-- begin Passage given --

Hi,
I've been experiencing some weird things from the ES client, when the
server cluster is struggling under heavy load. It looks like it gets stuck
in an infinite retry-loop, spawning new threads until the host runs out for
processes (ulimit) or memory.
I've attached a thread dump (jstack.11.03.txt), and the logs from one of
the cluster nodes (es.log.11.03.txt).
In the thread dump you can see over 2000 elasticsearch-threads.
First of all, how does this happen in the client? It seems like a bug to
me. The conditions are kinda hard to debug, as we do not control how to
initiate the problem, and as soon as the problem arises the client
application forks out so many threads the machine is rendered useless.
Also, with 2 nodes and 3 clients, how can the following stack trace occur?
at
org.elasticsearch.client.transport.TransportClientNodesService$RetryListener.onFailure(TransportClientNodesService.java:259)
at
org.elasticsearch.client.transport.TransportClientNodesService$RetryListener.onFailure(TransportClientNodesService.java:262)

-- end Passage given --
-- begin Extracted records --

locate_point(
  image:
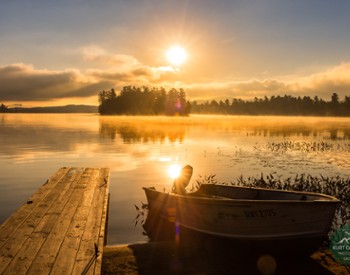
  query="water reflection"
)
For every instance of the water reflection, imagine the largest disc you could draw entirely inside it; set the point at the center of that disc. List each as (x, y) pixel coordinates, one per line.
(164, 129)
(139, 150)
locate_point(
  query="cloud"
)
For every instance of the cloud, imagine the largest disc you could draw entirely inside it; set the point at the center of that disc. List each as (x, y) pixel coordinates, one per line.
(23, 82)
(323, 85)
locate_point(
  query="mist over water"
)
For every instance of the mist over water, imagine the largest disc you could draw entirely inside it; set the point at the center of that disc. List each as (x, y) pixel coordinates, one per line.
(139, 151)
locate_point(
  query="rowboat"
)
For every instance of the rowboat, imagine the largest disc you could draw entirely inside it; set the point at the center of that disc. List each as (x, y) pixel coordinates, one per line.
(245, 213)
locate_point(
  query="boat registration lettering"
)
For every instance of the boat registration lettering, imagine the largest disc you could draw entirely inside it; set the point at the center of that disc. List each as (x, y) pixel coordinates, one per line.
(263, 213)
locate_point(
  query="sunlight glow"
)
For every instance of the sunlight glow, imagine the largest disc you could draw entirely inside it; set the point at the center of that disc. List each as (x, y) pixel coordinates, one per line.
(174, 171)
(176, 55)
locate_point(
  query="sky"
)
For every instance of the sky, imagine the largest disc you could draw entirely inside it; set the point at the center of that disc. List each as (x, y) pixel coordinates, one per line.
(67, 51)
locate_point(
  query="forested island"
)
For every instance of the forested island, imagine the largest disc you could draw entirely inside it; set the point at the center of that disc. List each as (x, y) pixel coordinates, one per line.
(157, 101)
(277, 105)
(132, 100)
(144, 101)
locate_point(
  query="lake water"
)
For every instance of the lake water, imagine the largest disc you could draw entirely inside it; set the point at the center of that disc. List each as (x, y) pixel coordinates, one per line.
(139, 151)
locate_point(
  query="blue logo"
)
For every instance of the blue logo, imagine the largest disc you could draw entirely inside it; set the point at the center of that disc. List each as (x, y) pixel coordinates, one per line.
(340, 245)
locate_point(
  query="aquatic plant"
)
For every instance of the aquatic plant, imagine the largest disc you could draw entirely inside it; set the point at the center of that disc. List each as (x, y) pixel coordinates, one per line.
(307, 147)
(334, 186)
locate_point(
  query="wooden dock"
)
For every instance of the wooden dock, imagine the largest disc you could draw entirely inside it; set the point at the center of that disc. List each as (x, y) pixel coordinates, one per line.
(61, 228)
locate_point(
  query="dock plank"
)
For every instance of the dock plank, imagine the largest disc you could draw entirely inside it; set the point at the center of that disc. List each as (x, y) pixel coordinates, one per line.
(57, 231)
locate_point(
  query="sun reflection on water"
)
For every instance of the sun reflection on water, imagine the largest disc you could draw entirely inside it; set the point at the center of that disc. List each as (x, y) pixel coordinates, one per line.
(174, 171)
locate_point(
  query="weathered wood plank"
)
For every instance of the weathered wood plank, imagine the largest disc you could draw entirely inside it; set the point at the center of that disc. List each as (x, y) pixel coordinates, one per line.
(90, 249)
(8, 226)
(58, 235)
(19, 235)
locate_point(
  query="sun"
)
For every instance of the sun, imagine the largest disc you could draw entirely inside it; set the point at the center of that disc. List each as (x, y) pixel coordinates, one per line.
(176, 55)
(174, 171)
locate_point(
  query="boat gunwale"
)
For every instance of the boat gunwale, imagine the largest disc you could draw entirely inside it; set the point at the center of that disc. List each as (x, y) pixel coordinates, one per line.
(326, 198)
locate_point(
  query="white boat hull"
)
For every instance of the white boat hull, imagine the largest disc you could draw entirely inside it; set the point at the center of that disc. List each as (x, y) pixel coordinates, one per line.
(247, 219)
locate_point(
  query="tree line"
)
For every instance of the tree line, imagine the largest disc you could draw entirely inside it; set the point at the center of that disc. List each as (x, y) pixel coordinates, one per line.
(143, 101)
(277, 105)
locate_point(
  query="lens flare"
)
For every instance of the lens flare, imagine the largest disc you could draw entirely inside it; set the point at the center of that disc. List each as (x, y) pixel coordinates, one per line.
(174, 171)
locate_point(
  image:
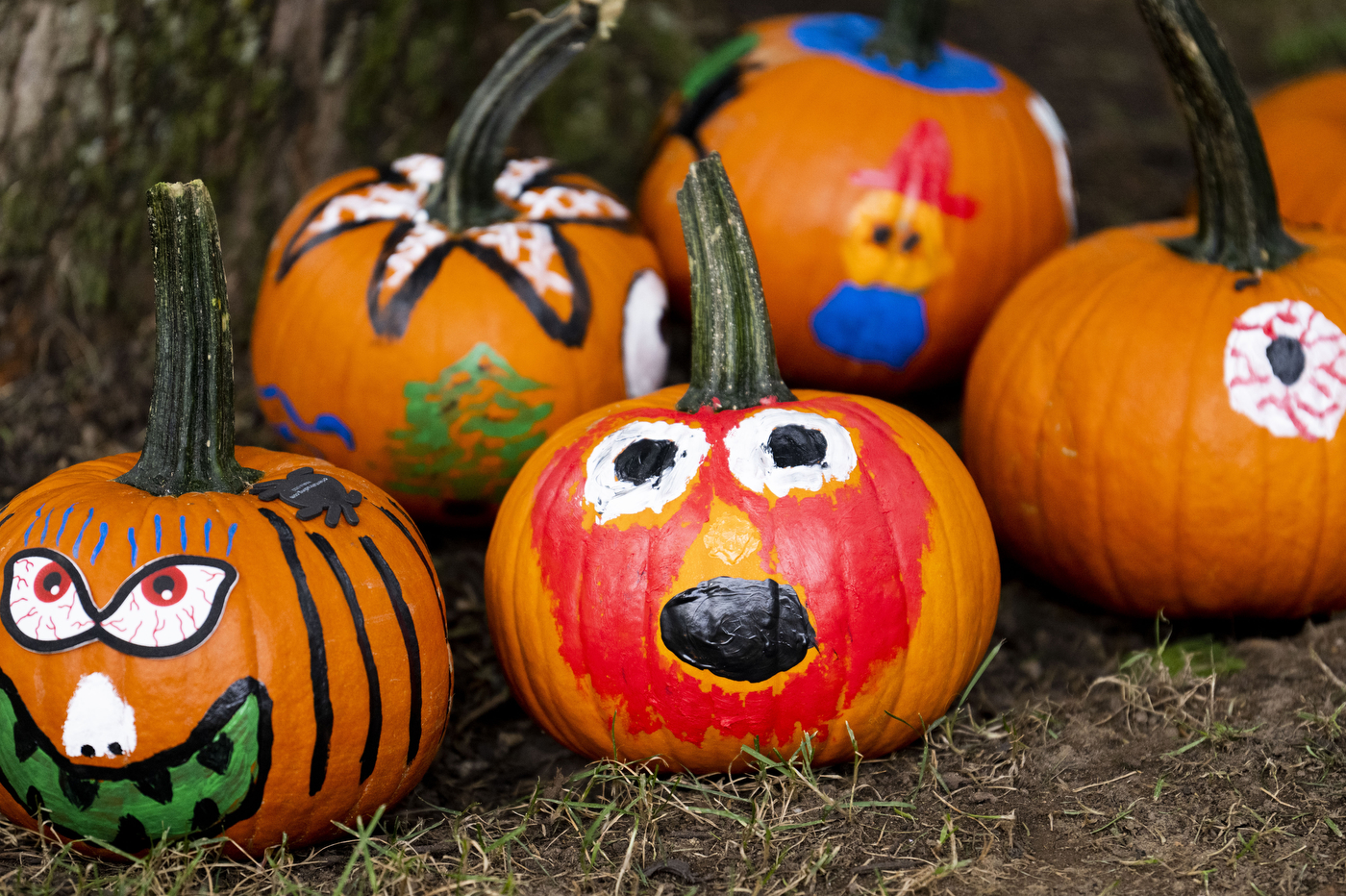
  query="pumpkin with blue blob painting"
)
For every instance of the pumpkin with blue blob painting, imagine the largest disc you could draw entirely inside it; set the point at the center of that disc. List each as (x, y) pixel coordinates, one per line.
(430, 322)
(1305, 128)
(895, 188)
(199, 640)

-- end Extracted records --

**What is needed:**
Extend the forum post above about the Elasticsearch client getting stuck in a retry loop, starting right after its final line.

**Response to the task:**
at
org.elasticsearch.client.transport.TransportClientNodesService$RetryListener.onFailure(TransportClientNodesService.java:262)
at
org.elasticsearch.client.transport.TransportClientNodesService$RetryListener.onFailure(TransportClientNodesService.java:262)
at
org.elasticsearch.client.transport.TransportClientNodesService$RetryListener.onFailure(TransportClientNodesService.java:262)
at
org.elasticsearch.client.transport.TransportClientNodesService$RetryListener.onFailure(TransportClientNodesService.java:262)
at
org.elasticsearch.client.transport.TransportClientNodesService$RetryListener.onFailure(TransportClientNodesService.java:262)
at
org.elasticsearch.client.transport.TransportClientNodesService$RetryListener.onFailure(TransportClientNodesService.java:262)
at
org.elasticsearch.client.transport.TransportClientNodesService$RetryListener.onFailure(TransportClientNodesService.java:262)
at
org.elasticsearch.client.transport.TransportClientNodesService$RetryListener.onFailure(TransportClientNodesService.java:262)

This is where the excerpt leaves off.